■ **Instruction**:
Give the material again in full, matching it exactly.

++++++++

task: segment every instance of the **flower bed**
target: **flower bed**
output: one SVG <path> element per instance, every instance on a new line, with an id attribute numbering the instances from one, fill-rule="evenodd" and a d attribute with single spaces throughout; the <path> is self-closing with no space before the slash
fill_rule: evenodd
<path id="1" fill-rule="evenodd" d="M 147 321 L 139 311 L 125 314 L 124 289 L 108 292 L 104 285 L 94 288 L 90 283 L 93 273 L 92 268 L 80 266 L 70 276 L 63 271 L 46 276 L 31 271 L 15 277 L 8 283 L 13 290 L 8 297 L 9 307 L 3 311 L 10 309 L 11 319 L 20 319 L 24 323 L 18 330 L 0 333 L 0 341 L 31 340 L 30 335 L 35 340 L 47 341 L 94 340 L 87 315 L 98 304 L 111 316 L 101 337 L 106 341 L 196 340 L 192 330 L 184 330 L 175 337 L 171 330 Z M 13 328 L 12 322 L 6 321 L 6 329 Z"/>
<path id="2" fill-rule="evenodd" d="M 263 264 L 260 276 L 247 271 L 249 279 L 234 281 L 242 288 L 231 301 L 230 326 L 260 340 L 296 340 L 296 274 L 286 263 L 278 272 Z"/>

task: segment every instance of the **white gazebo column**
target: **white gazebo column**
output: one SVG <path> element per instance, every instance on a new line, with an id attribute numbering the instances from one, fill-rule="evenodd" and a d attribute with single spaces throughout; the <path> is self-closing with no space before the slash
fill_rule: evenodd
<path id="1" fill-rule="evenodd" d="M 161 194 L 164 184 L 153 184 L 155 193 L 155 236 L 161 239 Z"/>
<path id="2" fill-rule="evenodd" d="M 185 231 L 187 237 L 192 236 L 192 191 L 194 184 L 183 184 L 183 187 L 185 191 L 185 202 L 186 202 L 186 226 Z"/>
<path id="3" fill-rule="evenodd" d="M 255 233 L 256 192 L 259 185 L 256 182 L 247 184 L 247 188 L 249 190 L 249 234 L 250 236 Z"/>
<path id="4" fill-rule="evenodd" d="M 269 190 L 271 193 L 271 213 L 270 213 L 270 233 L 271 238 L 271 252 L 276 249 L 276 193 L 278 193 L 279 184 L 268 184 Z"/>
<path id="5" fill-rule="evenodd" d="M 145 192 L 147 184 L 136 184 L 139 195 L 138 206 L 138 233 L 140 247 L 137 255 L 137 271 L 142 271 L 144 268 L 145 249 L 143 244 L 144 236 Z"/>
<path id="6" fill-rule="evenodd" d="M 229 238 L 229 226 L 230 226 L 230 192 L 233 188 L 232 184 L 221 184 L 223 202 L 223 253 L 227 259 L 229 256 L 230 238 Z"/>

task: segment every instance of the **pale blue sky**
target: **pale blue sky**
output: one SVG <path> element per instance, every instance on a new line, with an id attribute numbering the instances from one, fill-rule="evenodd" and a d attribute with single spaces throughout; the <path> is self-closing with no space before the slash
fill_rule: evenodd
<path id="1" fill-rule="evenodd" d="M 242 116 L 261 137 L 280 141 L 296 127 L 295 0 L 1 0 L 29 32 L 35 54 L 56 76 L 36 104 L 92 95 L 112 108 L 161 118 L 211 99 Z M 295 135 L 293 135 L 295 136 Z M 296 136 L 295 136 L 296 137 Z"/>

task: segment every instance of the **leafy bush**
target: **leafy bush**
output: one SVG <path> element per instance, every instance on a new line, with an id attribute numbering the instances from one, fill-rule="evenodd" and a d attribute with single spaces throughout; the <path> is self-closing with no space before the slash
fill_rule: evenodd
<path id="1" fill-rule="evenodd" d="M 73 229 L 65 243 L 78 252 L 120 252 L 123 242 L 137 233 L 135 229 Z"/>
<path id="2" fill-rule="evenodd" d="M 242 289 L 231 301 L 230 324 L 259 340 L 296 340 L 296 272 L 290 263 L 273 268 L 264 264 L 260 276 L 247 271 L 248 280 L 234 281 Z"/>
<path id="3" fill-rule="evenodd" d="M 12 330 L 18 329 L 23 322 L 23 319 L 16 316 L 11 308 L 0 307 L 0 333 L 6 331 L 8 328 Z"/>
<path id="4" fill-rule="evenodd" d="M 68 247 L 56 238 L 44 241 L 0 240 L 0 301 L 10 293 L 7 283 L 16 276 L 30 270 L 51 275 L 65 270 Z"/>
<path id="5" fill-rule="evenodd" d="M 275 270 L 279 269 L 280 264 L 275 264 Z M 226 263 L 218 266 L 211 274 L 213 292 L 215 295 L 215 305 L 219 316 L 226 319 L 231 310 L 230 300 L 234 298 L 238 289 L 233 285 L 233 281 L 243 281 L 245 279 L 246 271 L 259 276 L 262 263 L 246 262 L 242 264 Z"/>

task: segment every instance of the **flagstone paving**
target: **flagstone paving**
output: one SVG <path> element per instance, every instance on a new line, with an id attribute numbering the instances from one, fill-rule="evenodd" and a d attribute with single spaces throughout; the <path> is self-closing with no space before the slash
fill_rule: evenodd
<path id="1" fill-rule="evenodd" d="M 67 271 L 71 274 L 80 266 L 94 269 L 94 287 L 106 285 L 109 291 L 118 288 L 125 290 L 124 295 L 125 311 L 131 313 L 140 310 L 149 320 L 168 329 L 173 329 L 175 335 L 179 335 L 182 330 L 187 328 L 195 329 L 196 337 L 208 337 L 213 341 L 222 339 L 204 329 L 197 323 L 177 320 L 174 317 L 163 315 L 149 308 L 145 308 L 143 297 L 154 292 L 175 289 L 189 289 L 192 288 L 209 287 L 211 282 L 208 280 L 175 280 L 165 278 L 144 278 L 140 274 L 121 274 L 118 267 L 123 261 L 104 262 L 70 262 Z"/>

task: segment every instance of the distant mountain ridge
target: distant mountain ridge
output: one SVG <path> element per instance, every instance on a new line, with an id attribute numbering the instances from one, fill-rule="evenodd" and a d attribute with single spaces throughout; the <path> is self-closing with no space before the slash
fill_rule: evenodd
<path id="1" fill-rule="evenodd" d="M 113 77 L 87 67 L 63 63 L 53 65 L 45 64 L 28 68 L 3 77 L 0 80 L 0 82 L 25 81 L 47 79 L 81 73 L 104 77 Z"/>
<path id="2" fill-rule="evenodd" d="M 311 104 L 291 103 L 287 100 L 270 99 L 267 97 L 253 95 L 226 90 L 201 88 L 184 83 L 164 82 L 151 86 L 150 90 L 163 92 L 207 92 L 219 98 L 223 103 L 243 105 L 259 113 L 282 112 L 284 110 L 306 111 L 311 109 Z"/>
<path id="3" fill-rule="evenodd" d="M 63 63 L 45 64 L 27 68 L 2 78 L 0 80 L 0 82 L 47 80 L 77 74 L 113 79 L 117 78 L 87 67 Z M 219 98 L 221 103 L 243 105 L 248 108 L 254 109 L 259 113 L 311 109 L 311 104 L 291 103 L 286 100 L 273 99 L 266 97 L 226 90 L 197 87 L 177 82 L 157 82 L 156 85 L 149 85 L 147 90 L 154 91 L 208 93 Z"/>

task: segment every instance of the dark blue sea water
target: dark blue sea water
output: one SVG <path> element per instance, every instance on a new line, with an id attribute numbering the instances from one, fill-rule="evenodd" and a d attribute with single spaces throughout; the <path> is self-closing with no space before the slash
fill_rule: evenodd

++++++++

■ **Result of the exercise**:
task: segment every instance of the **flower bed**
target: **flower bed**
output: one SVG <path> element per instance, every instance on a new line, with an id attribute numbering the instances from one, fill-rule="evenodd" and a d attribute with single spaces throughout; the <path> is self-closing with no space before the slash
fill_rule: evenodd
<path id="1" fill-rule="evenodd" d="M 147 321 L 139 311 L 125 314 L 124 289 L 108 292 L 104 285 L 94 288 L 90 283 L 93 273 L 92 268 L 80 266 L 70 276 L 63 271 L 46 276 L 31 271 L 15 277 L 8 283 L 13 290 L 8 297 L 9 307 L 3 311 L 10 309 L 11 319 L 20 319 L 24 323 L 18 330 L 0 333 L 0 341 L 31 340 L 30 335 L 35 340 L 47 341 L 94 340 L 87 315 L 98 304 L 111 316 L 101 337 L 106 341 L 196 340 L 192 330 L 184 330 L 175 337 L 171 330 Z M 13 328 L 12 322 L 6 321 L 6 329 Z"/>
<path id="2" fill-rule="evenodd" d="M 263 264 L 260 276 L 247 271 L 249 279 L 234 281 L 242 288 L 231 301 L 230 326 L 260 340 L 296 340 L 296 274 L 286 263 L 278 272 Z"/>

task: segment every instance of the **white gazebo column**
target: **white gazebo column**
output: one SVG <path> element per instance, every instance on a new line, with an id attribute numbering the instances from one, fill-rule="evenodd" and a d attribute with single spaces throughout; the <path> is self-closing with no space before the slash
fill_rule: evenodd
<path id="1" fill-rule="evenodd" d="M 161 194 L 164 184 L 153 184 L 155 193 L 155 236 L 161 239 Z"/>
<path id="2" fill-rule="evenodd" d="M 185 231 L 187 237 L 192 236 L 192 191 L 194 184 L 183 184 L 183 187 L 185 191 L 185 202 L 186 202 L 186 226 Z"/>
<path id="3" fill-rule="evenodd" d="M 255 233 L 256 192 L 259 185 L 256 182 L 247 184 L 247 188 L 249 190 L 249 234 L 250 236 Z"/>
<path id="4" fill-rule="evenodd" d="M 269 190 L 271 193 L 271 213 L 270 213 L 270 233 L 271 238 L 271 252 L 276 249 L 276 193 L 278 193 L 279 184 L 268 184 Z"/>
<path id="5" fill-rule="evenodd" d="M 145 192 L 147 184 L 136 184 L 139 195 L 138 206 L 138 233 L 140 247 L 137 255 L 137 271 L 142 271 L 144 268 L 145 249 L 143 244 L 144 236 Z"/>
<path id="6" fill-rule="evenodd" d="M 229 238 L 229 226 L 230 226 L 230 192 L 233 188 L 232 184 L 221 184 L 223 202 L 223 253 L 227 259 L 229 256 L 230 238 Z"/>

task: segment every instance of the **pale blue sky**
target: **pale blue sky**
output: one SVG <path> element per instance, every instance on a new line, with an id attribute numbering the instances from one, fill-rule="evenodd" and a d attribute with single spaces throughout; the <path> is self-closing with no space before the slash
fill_rule: evenodd
<path id="1" fill-rule="evenodd" d="M 242 116 L 261 137 L 280 141 L 296 127 L 295 0 L 1 0 L 29 32 L 35 54 L 56 76 L 36 104 L 92 95 L 112 108 L 161 118 L 211 99 Z M 295 135 L 293 135 L 295 136 Z M 296 136 L 295 136 L 296 137 Z"/>

task: segment every instance of the **leafy bush**
target: **leafy bush**
output: one SVG <path> element per instance, every instance on a new line, with an id attribute numbering the instances from one, fill-rule="evenodd" and a d attribute with single spaces throughout; the <path> is self-closing with no space before the slash
fill_rule: evenodd
<path id="1" fill-rule="evenodd" d="M 73 229 L 65 243 L 78 252 L 120 252 L 123 242 L 137 233 L 135 229 Z"/>
<path id="2" fill-rule="evenodd" d="M 242 289 L 231 301 L 230 324 L 259 340 L 296 340 L 296 272 L 290 263 L 273 268 L 264 264 L 260 276 L 247 271 L 248 280 L 234 281 Z"/>
<path id="3" fill-rule="evenodd" d="M 12 330 L 18 329 L 23 322 L 23 319 L 16 316 L 11 308 L 0 307 L 0 333 L 6 331 L 8 328 Z"/>
<path id="4" fill-rule="evenodd" d="M 68 247 L 56 238 L 44 241 L 0 240 L 0 301 L 10 293 L 7 283 L 16 276 L 30 270 L 51 275 L 65 270 Z"/>
<path id="5" fill-rule="evenodd" d="M 275 270 L 279 269 L 280 264 L 275 264 Z M 226 263 L 218 266 L 211 274 L 213 292 L 215 295 L 215 305 L 219 316 L 226 319 L 231 310 L 230 300 L 234 298 L 238 289 L 233 285 L 233 281 L 243 281 L 245 279 L 246 271 L 259 276 L 262 263 L 246 262 L 242 264 Z"/>

task: segment every instance of the **flagstone paving**
target: **flagstone paving**
output: one SVG <path> element per instance, every instance on a new line, with an id attribute numbering the instances from one, fill-rule="evenodd" and a d attribute with single spaces throughout; the <path> is self-closing with no space before the slash
fill_rule: evenodd
<path id="1" fill-rule="evenodd" d="M 67 271 L 71 274 L 80 266 L 94 269 L 94 287 L 106 285 L 109 291 L 118 288 L 125 290 L 124 295 L 125 311 L 131 313 L 140 310 L 149 320 L 168 329 L 173 329 L 175 335 L 179 335 L 182 330 L 187 328 L 195 329 L 196 337 L 208 337 L 213 341 L 222 339 L 204 329 L 197 323 L 177 320 L 174 317 L 163 315 L 149 308 L 145 308 L 143 297 L 154 292 L 175 289 L 189 289 L 192 288 L 209 287 L 211 282 L 208 280 L 175 280 L 165 278 L 144 278 L 140 274 L 121 274 L 118 267 L 123 261 L 104 262 L 70 262 Z"/>

task: segment every instance of the distant mountain ridge
target: distant mountain ridge
output: one SVG <path> element per instance, every instance on a new line, with an id attribute numbering the instances from one, fill-rule="evenodd" and a d attribute with single spaces throughout; the <path> is self-closing with no space before the slash
fill_rule: evenodd
<path id="1" fill-rule="evenodd" d="M 113 77 L 87 67 L 63 63 L 53 65 L 45 64 L 28 68 L 3 77 L 0 80 L 0 82 L 25 81 L 47 79 L 81 73 L 104 77 Z"/>
<path id="2" fill-rule="evenodd" d="M 311 104 L 291 103 L 287 100 L 270 99 L 267 97 L 253 95 L 226 90 L 201 88 L 184 83 L 164 82 L 151 86 L 150 90 L 163 92 L 207 92 L 219 98 L 223 103 L 243 105 L 259 113 L 282 112 L 284 110 L 306 111 L 311 109 Z"/>
<path id="3" fill-rule="evenodd" d="M 63 63 L 45 64 L 27 68 L 2 78 L 0 80 L 0 82 L 47 80 L 77 74 L 113 79 L 117 78 L 87 67 Z M 219 98 L 221 103 L 243 105 L 248 108 L 254 109 L 259 113 L 311 109 L 311 104 L 291 103 L 286 100 L 273 99 L 266 97 L 226 90 L 197 87 L 177 82 L 157 82 L 156 85 L 149 85 L 147 90 L 154 91 L 208 93 Z"/>

task: segment every instance of the dark blue sea water
target: dark blue sea water
output: one SVG <path> element per instance, every instance on a new line, with an id attribute numbering the instances from one, fill-rule="evenodd" and a d attribute with single spaces throughout; the <path> is self-closing with no space before the slash
fill_rule: evenodd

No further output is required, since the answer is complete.